* begin Provided records *

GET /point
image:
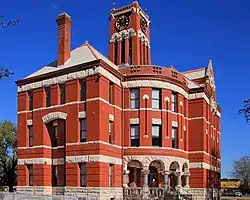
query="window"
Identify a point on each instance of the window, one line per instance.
(156, 96)
(156, 135)
(110, 132)
(83, 130)
(30, 171)
(83, 174)
(30, 94)
(123, 52)
(54, 175)
(62, 94)
(110, 175)
(135, 135)
(55, 136)
(47, 94)
(134, 98)
(115, 52)
(174, 138)
(111, 92)
(130, 52)
(174, 102)
(30, 128)
(83, 90)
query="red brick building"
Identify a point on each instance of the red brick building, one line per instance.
(102, 127)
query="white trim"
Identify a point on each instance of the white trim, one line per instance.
(94, 142)
(203, 165)
(29, 122)
(111, 117)
(94, 158)
(82, 115)
(71, 76)
(174, 123)
(155, 84)
(52, 116)
(134, 120)
(156, 121)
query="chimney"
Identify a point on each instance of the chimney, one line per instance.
(64, 29)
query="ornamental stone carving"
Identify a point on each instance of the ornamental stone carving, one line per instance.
(54, 115)
(126, 34)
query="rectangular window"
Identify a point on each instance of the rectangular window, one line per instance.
(47, 95)
(83, 174)
(30, 171)
(62, 94)
(30, 128)
(134, 98)
(156, 135)
(83, 130)
(54, 175)
(83, 90)
(111, 92)
(30, 94)
(111, 132)
(55, 138)
(110, 175)
(174, 138)
(156, 98)
(135, 135)
(174, 101)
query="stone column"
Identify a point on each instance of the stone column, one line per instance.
(125, 176)
(145, 173)
(186, 174)
(166, 179)
(178, 186)
(145, 189)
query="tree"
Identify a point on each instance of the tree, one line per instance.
(8, 154)
(245, 111)
(241, 170)
(5, 73)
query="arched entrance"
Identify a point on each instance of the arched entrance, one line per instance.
(174, 168)
(156, 177)
(135, 174)
(56, 129)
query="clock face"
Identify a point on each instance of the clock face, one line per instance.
(122, 22)
(144, 25)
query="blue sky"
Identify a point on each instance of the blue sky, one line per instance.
(184, 33)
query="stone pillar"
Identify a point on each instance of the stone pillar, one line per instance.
(186, 174)
(145, 189)
(178, 186)
(166, 179)
(145, 173)
(125, 176)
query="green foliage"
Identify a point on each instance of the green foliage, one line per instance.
(8, 154)
(241, 170)
(245, 111)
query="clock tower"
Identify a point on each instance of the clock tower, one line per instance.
(129, 42)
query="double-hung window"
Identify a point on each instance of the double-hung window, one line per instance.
(156, 98)
(83, 174)
(174, 102)
(83, 130)
(135, 135)
(111, 129)
(156, 135)
(174, 137)
(134, 98)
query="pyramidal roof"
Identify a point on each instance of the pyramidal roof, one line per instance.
(83, 54)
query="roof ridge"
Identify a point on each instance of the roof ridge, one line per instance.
(91, 48)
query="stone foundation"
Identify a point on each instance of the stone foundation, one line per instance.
(88, 193)
(203, 193)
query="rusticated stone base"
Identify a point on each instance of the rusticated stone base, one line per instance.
(88, 193)
(203, 193)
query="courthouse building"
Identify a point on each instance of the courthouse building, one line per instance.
(117, 127)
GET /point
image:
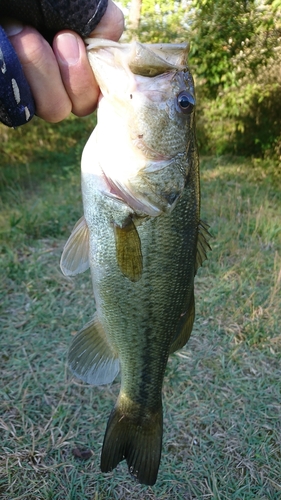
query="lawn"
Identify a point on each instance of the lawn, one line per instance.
(222, 392)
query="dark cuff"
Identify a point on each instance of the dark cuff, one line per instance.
(16, 101)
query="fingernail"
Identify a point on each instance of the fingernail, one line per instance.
(68, 49)
(12, 28)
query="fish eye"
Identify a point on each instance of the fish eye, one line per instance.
(186, 102)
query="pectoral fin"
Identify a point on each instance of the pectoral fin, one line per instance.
(184, 327)
(128, 250)
(90, 356)
(202, 244)
(75, 255)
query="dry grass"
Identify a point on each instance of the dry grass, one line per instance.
(222, 393)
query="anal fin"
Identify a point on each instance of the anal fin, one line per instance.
(75, 255)
(90, 356)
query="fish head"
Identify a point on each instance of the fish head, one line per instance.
(145, 120)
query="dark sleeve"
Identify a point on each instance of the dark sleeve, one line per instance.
(51, 16)
(48, 17)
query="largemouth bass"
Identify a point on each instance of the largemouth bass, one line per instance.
(142, 238)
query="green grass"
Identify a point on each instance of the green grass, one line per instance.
(222, 392)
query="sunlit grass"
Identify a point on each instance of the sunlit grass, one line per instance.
(222, 393)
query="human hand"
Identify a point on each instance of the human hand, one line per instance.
(60, 78)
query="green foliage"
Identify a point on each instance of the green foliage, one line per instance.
(235, 59)
(221, 392)
(163, 22)
(237, 67)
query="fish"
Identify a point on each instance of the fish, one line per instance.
(142, 238)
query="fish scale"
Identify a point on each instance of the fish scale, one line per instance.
(144, 238)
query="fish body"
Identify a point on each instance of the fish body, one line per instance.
(142, 237)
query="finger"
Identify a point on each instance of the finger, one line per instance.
(76, 73)
(43, 75)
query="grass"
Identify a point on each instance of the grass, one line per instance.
(222, 392)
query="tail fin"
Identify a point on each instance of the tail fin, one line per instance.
(136, 439)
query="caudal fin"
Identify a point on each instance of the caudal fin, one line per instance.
(136, 439)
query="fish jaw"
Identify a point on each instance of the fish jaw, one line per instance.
(143, 137)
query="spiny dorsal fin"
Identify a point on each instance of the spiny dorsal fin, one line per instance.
(202, 244)
(128, 250)
(184, 327)
(90, 356)
(75, 255)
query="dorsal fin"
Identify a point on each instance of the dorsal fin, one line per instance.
(75, 255)
(202, 244)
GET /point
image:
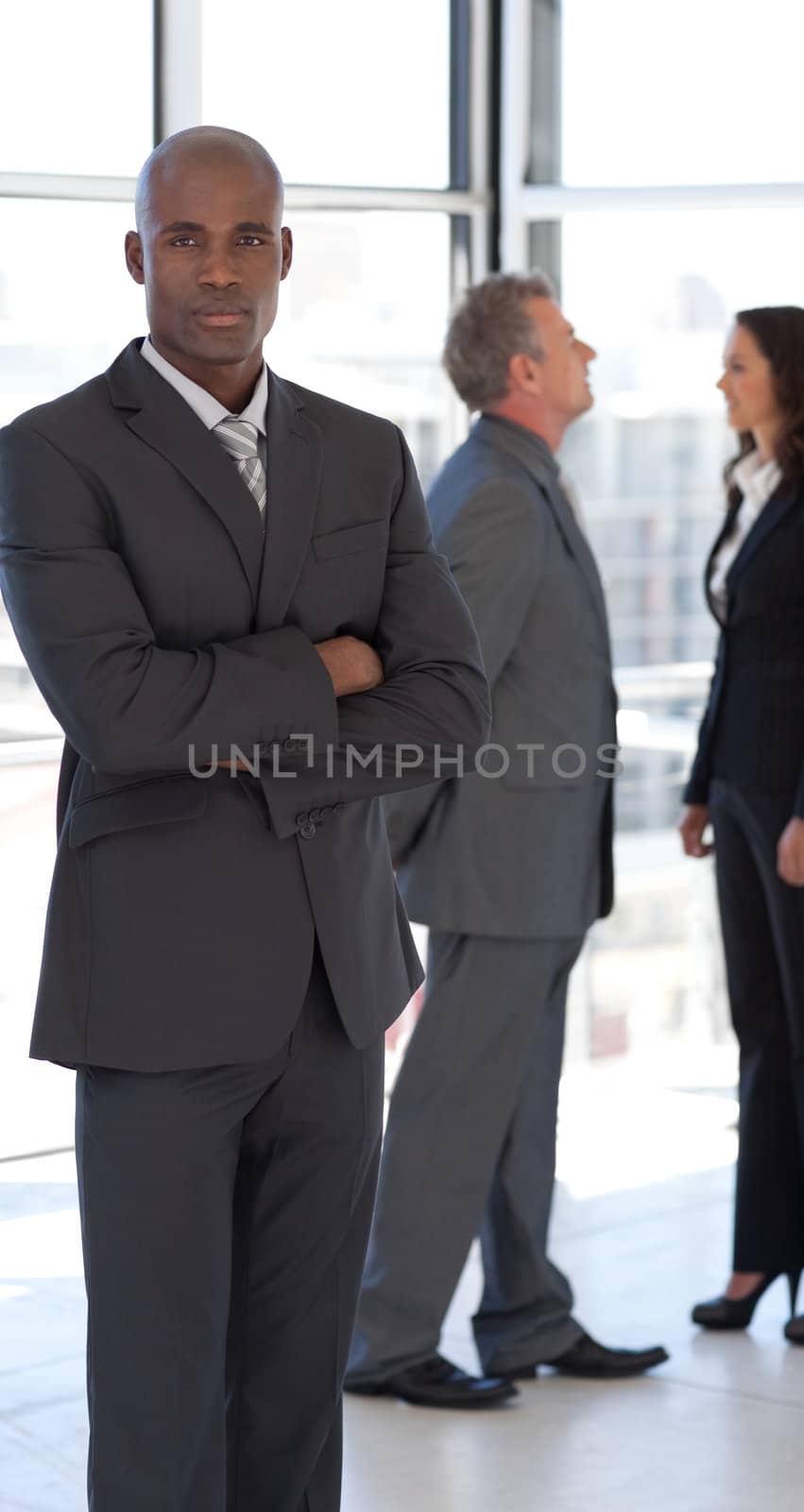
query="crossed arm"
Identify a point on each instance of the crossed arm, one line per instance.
(130, 705)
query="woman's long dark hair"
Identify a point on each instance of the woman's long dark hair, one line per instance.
(778, 333)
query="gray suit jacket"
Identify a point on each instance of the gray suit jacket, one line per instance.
(529, 853)
(161, 625)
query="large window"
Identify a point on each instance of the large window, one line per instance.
(652, 165)
(76, 87)
(350, 94)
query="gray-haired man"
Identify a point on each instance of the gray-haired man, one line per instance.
(508, 871)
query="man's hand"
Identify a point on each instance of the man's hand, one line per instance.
(791, 853)
(691, 829)
(352, 665)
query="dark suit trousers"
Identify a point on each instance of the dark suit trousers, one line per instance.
(470, 1151)
(226, 1214)
(763, 936)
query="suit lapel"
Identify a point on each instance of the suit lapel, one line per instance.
(294, 478)
(774, 511)
(536, 455)
(723, 536)
(165, 422)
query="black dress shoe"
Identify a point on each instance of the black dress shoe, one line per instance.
(436, 1383)
(597, 1363)
(795, 1330)
(727, 1313)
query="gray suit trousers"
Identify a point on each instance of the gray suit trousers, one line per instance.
(226, 1214)
(470, 1151)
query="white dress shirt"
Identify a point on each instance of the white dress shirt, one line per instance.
(206, 405)
(756, 481)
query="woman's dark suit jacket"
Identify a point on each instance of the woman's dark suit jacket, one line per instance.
(753, 728)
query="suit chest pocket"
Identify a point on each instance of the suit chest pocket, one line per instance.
(372, 536)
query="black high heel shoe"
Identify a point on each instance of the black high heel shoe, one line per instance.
(723, 1313)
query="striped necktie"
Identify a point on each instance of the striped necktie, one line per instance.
(239, 438)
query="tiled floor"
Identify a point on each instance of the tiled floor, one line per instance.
(718, 1429)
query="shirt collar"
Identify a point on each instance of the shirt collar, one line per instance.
(758, 480)
(204, 404)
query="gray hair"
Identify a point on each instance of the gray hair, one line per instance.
(488, 327)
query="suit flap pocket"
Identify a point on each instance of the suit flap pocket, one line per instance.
(355, 539)
(161, 800)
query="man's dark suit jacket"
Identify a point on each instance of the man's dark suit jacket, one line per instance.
(526, 854)
(159, 625)
(753, 726)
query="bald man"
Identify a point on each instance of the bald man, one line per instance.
(227, 592)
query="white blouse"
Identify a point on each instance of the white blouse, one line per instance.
(756, 481)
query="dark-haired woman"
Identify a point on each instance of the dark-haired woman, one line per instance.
(748, 782)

* end Provided records *

### Directions for this task
Can you show every line of the data above that contains the string "spiny"? Count only matches with the same upper- and lowercase letters.

### Solution for this problem
query="spiny dorsal fin"
Identify a point on each instance of the spiny dorsal fin, one line per instance.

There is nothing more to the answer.